ASSIGNMENT: An unchanged copy of each entry below is needed; keep the pictures out of it.
START AVAILABLE DATA
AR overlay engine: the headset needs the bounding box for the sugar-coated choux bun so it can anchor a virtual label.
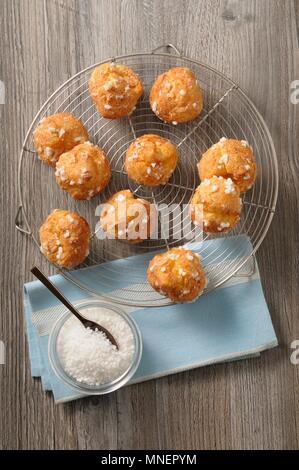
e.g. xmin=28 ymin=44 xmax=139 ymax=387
xmin=147 ymin=248 xmax=207 ymax=303
xmin=33 ymin=113 xmax=89 ymax=167
xmin=55 ymin=142 xmax=111 ymax=200
xmin=190 ymin=176 xmax=242 ymax=233
xmin=39 ymin=209 xmax=90 ymax=268
xmin=198 ymin=138 xmax=257 ymax=193
xmin=100 ymin=190 xmax=156 ymax=243
xmin=125 ymin=134 xmax=179 ymax=186
xmin=150 ymin=67 xmax=203 ymax=124
xmin=89 ymin=63 xmax=143 ymax=119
END AVAILABLE DATA
ANSWER TO THE PROBLEM:
AR overlay engine: the headset needs the bounding box for the sugar-coated choux bun so it can anchor a virtual label.
e.g. xmin=28 ymin=44 xmax=139 ymax=387
xmin=147 ymin=248 xmax=207 ymax=303
xmin=33 ymin=113 xmax=89 ymax=167
xmin=55 ymin=142 xmax=111 ymax=200
xmin=190 ymin=176 xmax=242 ymax=233
xmin=39 ymin=209 xmax=90 ymax=268
xmin=198 ymin=138 xmax=257 ymax=193
xmin=100 ymin=190 xmax=156 ymax=243
xmin=125 ymin=134 xmax=179 ymax=186
xmin=150 ymin=67 xmax=203 ymax=124
xmin=89 ymin=63 xmax=143 ymax=119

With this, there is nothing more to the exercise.